### THE DATA
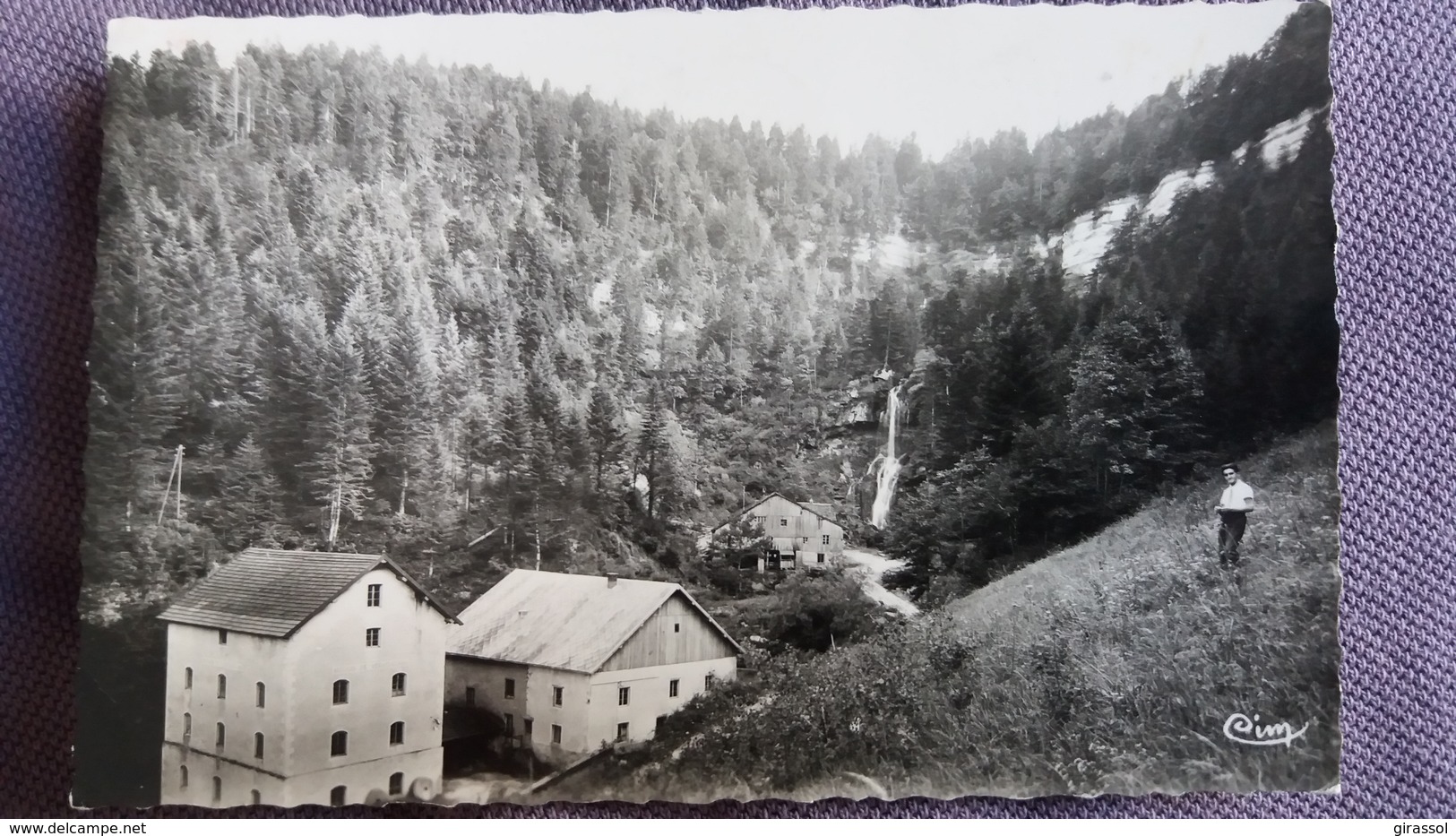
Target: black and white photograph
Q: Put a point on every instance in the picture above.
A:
(712, 405)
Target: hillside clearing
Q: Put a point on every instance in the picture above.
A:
(1108, 668)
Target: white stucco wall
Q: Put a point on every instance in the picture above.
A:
(298, 715)
(648, 696)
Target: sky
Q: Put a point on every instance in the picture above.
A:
(941, 74)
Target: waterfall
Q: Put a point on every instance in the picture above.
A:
(889, 465)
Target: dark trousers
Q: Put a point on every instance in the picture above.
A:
(1230, 530)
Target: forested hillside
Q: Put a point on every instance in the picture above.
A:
(398, 306)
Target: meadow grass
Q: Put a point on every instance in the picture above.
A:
(1108, 668)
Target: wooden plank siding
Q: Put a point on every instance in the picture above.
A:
(656, 642)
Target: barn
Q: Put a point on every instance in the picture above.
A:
(573, 663)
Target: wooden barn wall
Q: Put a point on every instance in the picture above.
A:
(656, 642)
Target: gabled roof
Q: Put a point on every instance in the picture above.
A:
(272, 593)
(568, 622)
(822, 510)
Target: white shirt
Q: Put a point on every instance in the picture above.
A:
(1238, 496)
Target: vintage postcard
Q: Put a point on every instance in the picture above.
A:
(714, 405)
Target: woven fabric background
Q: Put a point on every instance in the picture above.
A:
(1393, 70)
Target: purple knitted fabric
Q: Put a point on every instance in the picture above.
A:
(1393, 72)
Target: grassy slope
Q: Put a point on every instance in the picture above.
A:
(1108, 668)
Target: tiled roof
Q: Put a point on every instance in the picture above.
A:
(272, 593)
(568, 622)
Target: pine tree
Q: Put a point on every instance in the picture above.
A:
(605, 431)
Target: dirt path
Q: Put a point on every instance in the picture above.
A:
(873, 567)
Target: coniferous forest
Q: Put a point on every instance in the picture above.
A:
(396, 306)
(356, 303)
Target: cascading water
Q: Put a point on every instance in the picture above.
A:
(889, 463)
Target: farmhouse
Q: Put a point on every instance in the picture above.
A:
(573, 663)
(804, 533)
(303, 677)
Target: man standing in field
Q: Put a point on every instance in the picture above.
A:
(1234, 510)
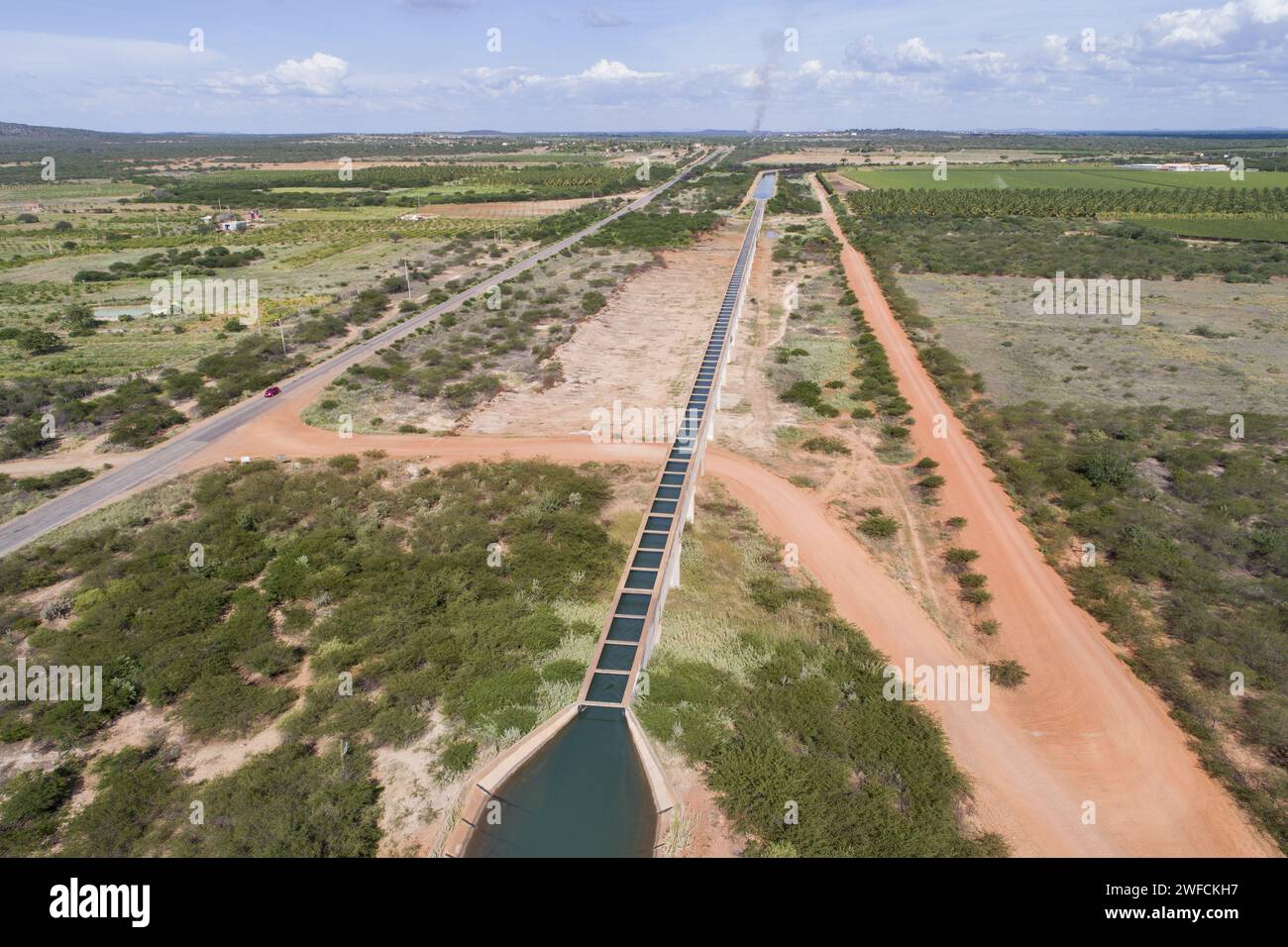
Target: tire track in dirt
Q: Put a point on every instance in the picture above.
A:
(1100, 732)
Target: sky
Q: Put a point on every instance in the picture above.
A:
(284, 65)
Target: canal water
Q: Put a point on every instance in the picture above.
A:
(584, 793)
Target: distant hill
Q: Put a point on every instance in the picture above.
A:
(47, 133)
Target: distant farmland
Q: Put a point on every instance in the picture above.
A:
(1218, 228)
(1098, 178)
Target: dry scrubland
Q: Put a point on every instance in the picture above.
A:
(1202, 343)
(230, 684)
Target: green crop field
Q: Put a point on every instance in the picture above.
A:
(1219, 228)
(1098, 178)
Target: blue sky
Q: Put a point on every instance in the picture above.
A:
(426, 64)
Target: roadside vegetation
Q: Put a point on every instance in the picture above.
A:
(1183, 508)
(322, 565)
(780, 702)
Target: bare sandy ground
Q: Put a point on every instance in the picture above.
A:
(490, 210)
(887, 157)
(1034, 757)
(1083, 728)
(642, 350)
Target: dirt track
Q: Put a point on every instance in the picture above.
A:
(1096, 732)
(1082, 728)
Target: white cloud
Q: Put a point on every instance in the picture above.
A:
(913, 53)
(1239, 26)
(321, 75)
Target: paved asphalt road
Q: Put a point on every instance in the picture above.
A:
(65, 508)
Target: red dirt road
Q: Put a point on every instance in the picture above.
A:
(1083, 727)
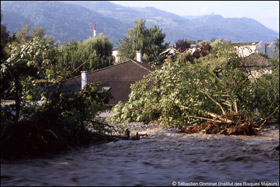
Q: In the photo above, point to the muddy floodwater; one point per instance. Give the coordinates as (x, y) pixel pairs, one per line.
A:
(164, 157)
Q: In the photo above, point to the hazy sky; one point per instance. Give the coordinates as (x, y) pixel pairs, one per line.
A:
(266, 12)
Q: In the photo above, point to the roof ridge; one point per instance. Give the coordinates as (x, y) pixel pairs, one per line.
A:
(136, 62)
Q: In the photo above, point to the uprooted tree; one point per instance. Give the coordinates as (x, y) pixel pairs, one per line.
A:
(41, 121)
(215, 89)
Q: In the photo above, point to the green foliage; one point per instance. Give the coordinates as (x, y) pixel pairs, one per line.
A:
(73, 54)
(148, 41)
(190, 91)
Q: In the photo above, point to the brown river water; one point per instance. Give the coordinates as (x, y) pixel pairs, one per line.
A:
(164, 157)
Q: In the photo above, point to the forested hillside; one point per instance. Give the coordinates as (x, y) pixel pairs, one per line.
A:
(73, 20)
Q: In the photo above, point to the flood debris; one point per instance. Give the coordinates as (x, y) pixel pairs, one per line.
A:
(234, 124)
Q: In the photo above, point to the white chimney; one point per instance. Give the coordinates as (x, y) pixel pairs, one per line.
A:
(83, 79)
(138, 56)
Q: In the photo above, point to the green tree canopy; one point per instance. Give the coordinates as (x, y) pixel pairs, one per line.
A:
(149, 41)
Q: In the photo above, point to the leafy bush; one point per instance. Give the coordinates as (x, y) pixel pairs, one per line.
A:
(190, 91)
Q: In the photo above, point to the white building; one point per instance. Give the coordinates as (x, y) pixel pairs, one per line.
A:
(115, 53)
(247, 48)
(271, 51)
######
PROBLEM:
Update all of the records above by replacing "forested hillside" with "wooded hillside" and leaving everything else unchanged. Omit the pictures from your answer.

WRITTEN REPLY:
Target: black and white photograph
Q: Put a point on every instance in the picture above.
A:
(712, 405)
Target: hillside clearing
Q: Put a point on every instance in the picture above.
A:
(1108, 668)
Target: white stucco wall
Q: Put a point on every instance in the picture above.
A:
(298, 715)
(648, 696)
Target: sky
Q: Put a point on every instance in the picture above.
A:
(941, 74)
Target: waterfall
Q: Put a point on every instance in the picture above.
A:
(889, 465)
Target: dark trousers
Q: Put a point on every instance in the picture above.
A:
(1230, 530)
Target: wooded hillside
Q: Put a point on every instance in the picture above.
A:
(398, 306)
Target: meadow grass
Q: Put a point on every instance in the picture above.
A:
(1108, 668)
Target: wooden plank siding
Q: Put a point on every instance in the picture above.
A:
(656, 642)
Target: barn
Q: Put a point on every instance in the picture above.
A:
(573, 663)
Target: wooden barn wall
Q: Put a point on every instance in the picture above.
A:
(656, 642)
Target: gabled roof
Q: Put a point on every instance in the picture above.
A:
(272, 593)
(568, 622)
(822, 510)
Target: white shirt
Q: Put a point on every instance in the picture above.
A:
(1238, 496)
Target: vintage postcard
Q: Put a point on every instance in the picture above.
A:
(714, 405)
Target: woven fabric background
Q: Put a point on every instance in the picture above.
A:
(1393, 70)
Target: purple knitted fabric
Q: Put a point on every instance in the picture above.
A:
(1393, 72)
Target: grassy slope
Q: Put a point on every instance in the picture above.
A:
(1108, 668)
Target: tiled roof
Q: Put a point on every instance in the picture above.
A:
(272, 593)
(568, 622)
Target: pine tree
Q: Put a point on every instance in the picture above.
A:
(605, 431)
Target: dirt path
Q: Put a point on every instance in the picture above.
A:
(873, 567)
Target: coniferous forest
Q: Put a point on every instance in the picture above.
A:
(396, 306)
(356, 303)
Target: cascading water
Q: Put a point on every instance in the picture above.
A:
(889, 463)
Target: farmhouse
Q: Put a point on every instance in the picture above.
A:
(573, 663)
(804, 533)
(303, 677)
Target: man standing in field
Q: Put a point on every instance in the picture above.
A:
(1234, 510)
Target: tire track in dirt
Q: Put a point on every instance in the picture above.
A:
(1100, 732)
Target: sky
Q: Put a point on every instance in the picture above.
A:
(284, 65)
Target: canal water
Q: Put a point on every instance in the picture above.
A:
(584, 793)
Target: distant hill
Q: Put a point on every instance in the picture above.
A:
(47, 133)
Target: distant farmland
Q: Put a point on every instance in the picture above.
A:
(1218, 228)
(1098, 178)
Target: dry scrubland
Q: Put a point on every instance in the picture above.
A:
(1202, 343)
(230, 684)
Target: green crop field
Q: Put a point on every instance in the picture above.
A:
(1219, 228)
(1098, 178)
Target: blue sky
Q: Put a point on every instance in the picture above.
A:
(426, 64)
Target: roadside vegetation
Q: Put a point on every instance in the picture above.
A:
(1183, 508)
(322, 565)
(780, 702)
Target: bare sandy ground
Q: Put a point on every instance in the picture above.
A:
(490, 210)
(887, 157)
(1034, 757)
(1083, 728)
(642, 350)
Target: dirt track
Q: Put a point on every instance in the picture above.
A:
(1096, 732)
(1082, 728)
Target: white cloud
Q: Put a point on every instance in the picture above.
A:
(913, 53)
(1239, 26)
(321, 75)
Target: paved asphalt road
Q: Put a point on every instance in the picture above.
A:
(65, 508)
Target: red dirt road
Q: Put a point on every instance in the picture above.
A:
(1083, 727)
Q: In the photo above, point to the muddy floodwater; one point per instance. Give the coordinates as (x, y) pixel pairs, one per line.
A:
(164, 157)
Q: In the photo above, point to the hazy sky; one point per instance. Give the coordinates as (x, y) pixel pairs, one per line.
A:
(266, 12)
Q: In the photo above, point to the roof ridge; one point per instance. Give the coordinates as (x, y) pixel pairs, one per line.
A:
(136, 62)
Q: In the photo above, point to the uprooted tree; one point per instance. Give the coordinates as (x, y) pixel pairs, one per line.
A:
(41, 121)
(215, 89)
Q: In the photo above, point to the green foliage; one point per instance. Give the coordinates as (x, y) pixel pairs, one per line.
A:
(73, 54)
(148, 41)
(190, 91)
Q: In the photo above, point to the brown river water; one point per instance. Give the coordinates as (x, y) pixel pairs, one per line.
A:
(164, 157)
Q: In the photo above, point to the wooded hillside; one point per instance. Give the coordinates as (x, y) pixel pairs, one per line.
A:
(73, 20)
Q: In the photo above, point to the flood debris; one point per instance. Give the coordinates as (x, y) pixel pairs, one per line.
A:
(234, 124)
Q: In the photo above, point to the white chimney; one point per instance. Give the coordinates as (x, y) pixel pairs, one per line.
A:
(83, 79)
(138, 56)
Q: In the photo above, point to the green tree canopy; one point per instance. Give the coordinates as (x, y) pixel pairs, one per line.
A:
(149, 41)
Q: In the photo above, point to the leafy bush; one point per instance. Give the coordinates as (x, y) pixel pairs, one per line.
A:
(190, 91)
Q: In the photo above, point to the white building; one point per instance. Give the coordinates as (x, y) pixel pairs, one per line.
A:
(115, 53)
(247, 48)
(271, 51)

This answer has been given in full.